Tasks and exercises |
[A] In the forum thread about n_mha_win_size, what controls the input sequence length at inference?
[B] Carry on the forum thread about n_mha_win_size, starting after its final sentence.

Passage for review |
Closed EdenGabriel closed 1 year ago

EdenGabriel commented 1 year ago

Hi, Thank you for your excellent work firstly. I have a question about n_mha_win_size, when i set it to [9,9,9,19,19,19] and arch is (2,6,0) for EPIC100, the process of training is success, but the eval progress is failed. In the ./libs/modeling/blocks.py, the function _sliding_chunks_query_key_matual(), the seq_len is not 2304, why? Looking forward to your reply. Thanks.

happyharrycn commented 1 year ago

n_mha_win_size specifies the local window size used to compute self-attention for Transformer blocks. During training, an input video is randomly truncated to max_seq_len (e.g., 2304), which should be divisible by the local window size. During inference, a full video is first padded (so that its sequence length is divisible by the local window size), and then fed into the model. Therefore, the input sequence length at inference is controlled by the video duration and not related to the max_sequence_length (2304).

Your setting (arch=[2, 6, 0]) disables the FPN with the feature maps preserving input sequence length. This will likely lead to out-of-memory issues at inference time. You might want to post the error message here for further help from us.

Stored entries
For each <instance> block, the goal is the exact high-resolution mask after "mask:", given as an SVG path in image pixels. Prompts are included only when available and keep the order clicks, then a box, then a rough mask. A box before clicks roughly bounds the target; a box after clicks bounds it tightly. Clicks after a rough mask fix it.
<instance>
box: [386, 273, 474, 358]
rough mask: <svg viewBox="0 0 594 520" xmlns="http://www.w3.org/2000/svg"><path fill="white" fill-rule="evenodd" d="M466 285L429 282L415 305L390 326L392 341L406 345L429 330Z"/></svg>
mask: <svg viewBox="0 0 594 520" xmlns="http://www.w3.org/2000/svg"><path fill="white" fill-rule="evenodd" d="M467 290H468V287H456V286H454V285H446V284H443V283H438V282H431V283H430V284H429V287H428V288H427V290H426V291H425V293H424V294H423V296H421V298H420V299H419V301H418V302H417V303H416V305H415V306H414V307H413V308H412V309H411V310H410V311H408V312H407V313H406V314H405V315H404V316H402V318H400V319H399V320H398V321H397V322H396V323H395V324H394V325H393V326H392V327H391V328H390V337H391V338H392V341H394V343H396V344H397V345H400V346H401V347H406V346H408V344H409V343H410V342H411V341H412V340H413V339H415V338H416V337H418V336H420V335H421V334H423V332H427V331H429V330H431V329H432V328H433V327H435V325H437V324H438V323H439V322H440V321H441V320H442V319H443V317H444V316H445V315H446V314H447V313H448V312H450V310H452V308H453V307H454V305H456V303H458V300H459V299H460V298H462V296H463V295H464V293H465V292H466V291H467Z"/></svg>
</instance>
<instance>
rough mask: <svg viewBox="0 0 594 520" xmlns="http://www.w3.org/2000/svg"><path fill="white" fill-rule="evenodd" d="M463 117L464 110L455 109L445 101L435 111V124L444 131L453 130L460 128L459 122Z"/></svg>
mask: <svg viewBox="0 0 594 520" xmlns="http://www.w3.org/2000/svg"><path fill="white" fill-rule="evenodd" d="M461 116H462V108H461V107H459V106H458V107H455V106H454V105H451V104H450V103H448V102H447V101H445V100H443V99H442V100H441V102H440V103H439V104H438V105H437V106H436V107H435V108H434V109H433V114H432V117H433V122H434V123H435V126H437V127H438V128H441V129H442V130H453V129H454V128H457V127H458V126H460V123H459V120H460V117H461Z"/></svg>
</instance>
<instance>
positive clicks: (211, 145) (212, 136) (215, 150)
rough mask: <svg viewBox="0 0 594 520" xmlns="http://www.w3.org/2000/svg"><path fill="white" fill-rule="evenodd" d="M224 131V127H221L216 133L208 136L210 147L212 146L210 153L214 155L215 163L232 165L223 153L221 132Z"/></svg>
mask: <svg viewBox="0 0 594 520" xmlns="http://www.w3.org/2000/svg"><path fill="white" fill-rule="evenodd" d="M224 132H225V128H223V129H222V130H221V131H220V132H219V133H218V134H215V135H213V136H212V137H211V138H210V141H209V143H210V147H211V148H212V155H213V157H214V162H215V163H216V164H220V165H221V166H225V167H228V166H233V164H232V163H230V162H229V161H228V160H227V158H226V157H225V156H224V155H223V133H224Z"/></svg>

Responses |
[A] The video duration controls it, not the max_seq_len of 2304.

[B]
EdenGabriel commented 1 year ago

Thanks for your patient reply. I got it. But i have some questions about your reply. ①You said "an input video is randomly truncated to max_seq_len (e.g., 2304)", i wonder where "randomly" comes from in the code. (def preprocessing()?) ②Another question: if i set arch=[2, 2, 5], but downsample scale is set to 1, does that mean disables the FPN? ③And for ek100, i find the better performance comes from the situation where neck is fpn-identity, does that mean no fused fpn features? Looking forward to your reply. Thank you very much. Have a nice day.

tzzcl commented 1 year ago

For your questions,

  1. Please refer to the trunc_feat example in epic_kitchens.py for details. we randomly truncated the input feature to the max_seq_len.

2/3. We just use multi-layer feature maps, not the FPN structure (extra 1d conv + bottom-up interpolation and sum) in ActionFormer. We found that FPN does not bring extra performance gain to our model. Moreover, if the downsample scale is set to 1, it disables multi-layer feature maps (the output resolution of different feature maps will be same).

EdenGabriel commented 1 year ago

wow... Thank you for your quick reply. Ok, i got it. Thank you for your excellent work again.